Exercise objective:
Using the court excerpt below, decide whether each statement agrees with it. For each one, give yes or no and quote the words that decide it. 1. Pierce was among about 700 applicants picked to interview at Yale in 2015. 2. Pierce brings more than one claim under the Sherman Act. 3. The Court will grant Pierce's motions.

Defendants have moved to dismiss Pierce's amended complaint for lack of standing and failure to state a claim. Defs.' Mot. to Dismiss ("MTD"), ECF 12-1. Soon after they filed that motion, Pierce moved to strike the discrimination allegations made in the complaint, to schedule oral argument, or, in the alternative, to transfer the case to the District of Maine. Pl.'s Mot., ECF No. 13. He has also moved for a scheduling order to allow limited discovery regarding his antitrust claim. Pl.'s Am. Mot. for Scheduling Order, ECF No. 20. For the reasons that follow, the Court will grant Defendants' motion to dismiss and deny Pierce's motions.

I. Background

As required on a motion to dismiss, the Court draws this factual background from the complaint, assuming the truth of all well-pled allegations. See Sissel v. U.S. Dep't of Health & Human Servs., 760 F.3d 1, 4 (D.C. Cir. 2014). Defendants—Yale University ("Yale"), the Trustees of the University of Pennsylvania ("Penn"), and the Association of American Medical Colleges ("AAMC") (collectively, "Defendants")—naturally dispute many of Pierce's allegations. MTD at 5.

Pierce claims that he is "a magna cum laude graduate of Penn's undergraduate program who earned perfect scores on the Medical College Admissions Test." First Am. Compl. ("FAC"), ECF No. 4, ¶ 6. He applied to a number of medical schools between 2009 and 2015 using AAMC's application system. Id. ¶ 36. Pierce was one of approximately 700 applicants selected to interview at Yale in 2015. Id. ¶¶ 6, 56. He was not, however, offered admission to Yale or any other school to which he applied. Id. ¶ 38.

Pierce raises a single claim under Section 1 of the Sherman Act, 15 U.S.C. § 1. FAC ¶¶ 65-73. He frames his complaint as a challenge to a conspiracy between medical schools, including Yale and Penn, and AAMC to share the names of successful applicants on the Multiple Acceptance Report ("MAR"), a list that Pierce says is circulated among schools during each application cycle. Id. ¶ 2. He identifies three anti-competitive effects of this alleged information-sharing conspiracy: (1) increased tuition because accepted students have less bargaining power to negotiate financial-aid packages; (2) decreased overall acceptances because schools are better able to anticipate matriculation rates and avoid over-enrollment; and (3) decreased consumer choice because schools are less likely to extend offers to students already accepted elsewhere. Id. ¶ 4. He insists that he would have gotten into the medical schools to which he applied, including Yale, if not for the MAR conspiracy. Id. ¶¶ 6, 41.

Yet Pierce spends much of the complaint discussing another alleged cause of his rejection: "invidious" discrimination. Id. ¶ 55; see also id. ¶¶ 30, 46-64. Pierce alleges that Yale "stack[ed] the deck against persons of Plaintiff's race" (white) and political party (Republican). Id. ¶ 66. As evidence, he maintains that Yale seeks to achieve "thinly veiled, rigid racial quotas" and that "a Black applicant is far more likely to be admitted to medical school than a White applicant." Id. ¶¶ 50, 53. Pierce alleges that Yale also seeks to achieve "ideological uniformity," as demonstrated by statements on its website expressing support for the Affordable Care Act ("ACA"). Id. ¶¶ 57-58. AAMC likewise exhibits "bias against Republicans," as indicated by an e-mail it circulated in June 2017, also expressing support for the ACA. Id. ¶ 59. Yale's bias was on display during his 2015 interview, Pierce says, when "he was interrogated . . . regarding his political preferences." Id. ¶ 55. He suggests that "Black and Hispanic applicants (who are assumed to share Yale's required [liberal] ideology)" were not similarly interrogated. Id.

Record extracts:
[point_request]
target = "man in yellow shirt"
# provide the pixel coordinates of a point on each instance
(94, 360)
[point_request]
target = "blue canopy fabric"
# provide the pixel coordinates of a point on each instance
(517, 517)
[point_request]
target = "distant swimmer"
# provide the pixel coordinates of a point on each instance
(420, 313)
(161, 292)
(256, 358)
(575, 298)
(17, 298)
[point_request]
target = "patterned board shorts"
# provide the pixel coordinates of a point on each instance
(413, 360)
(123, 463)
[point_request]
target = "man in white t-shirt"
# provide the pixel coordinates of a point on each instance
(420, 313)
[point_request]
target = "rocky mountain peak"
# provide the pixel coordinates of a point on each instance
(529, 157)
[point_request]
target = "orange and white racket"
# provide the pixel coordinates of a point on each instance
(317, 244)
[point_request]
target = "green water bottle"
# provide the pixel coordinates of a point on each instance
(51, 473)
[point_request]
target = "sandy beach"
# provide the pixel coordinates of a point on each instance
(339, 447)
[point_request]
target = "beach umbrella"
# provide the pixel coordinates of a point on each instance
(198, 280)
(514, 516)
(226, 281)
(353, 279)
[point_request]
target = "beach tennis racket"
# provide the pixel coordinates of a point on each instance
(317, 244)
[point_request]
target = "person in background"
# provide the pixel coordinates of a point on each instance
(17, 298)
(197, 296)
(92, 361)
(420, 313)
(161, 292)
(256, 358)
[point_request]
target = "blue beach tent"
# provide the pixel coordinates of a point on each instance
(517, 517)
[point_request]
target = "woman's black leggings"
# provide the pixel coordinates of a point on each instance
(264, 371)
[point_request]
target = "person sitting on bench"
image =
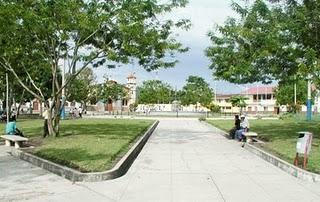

Finished exercise:
1. Yes: "Pierce was one of approximately 700 applicants selected to interview at Yale in 2015."
2. No: "Pierce raises a single claim under Section 1 of the Sherman Act, 15 U.S.C. § 1."
3. No: "the Court will grant Defendants' motion to dismiss and deny Pierce's motions."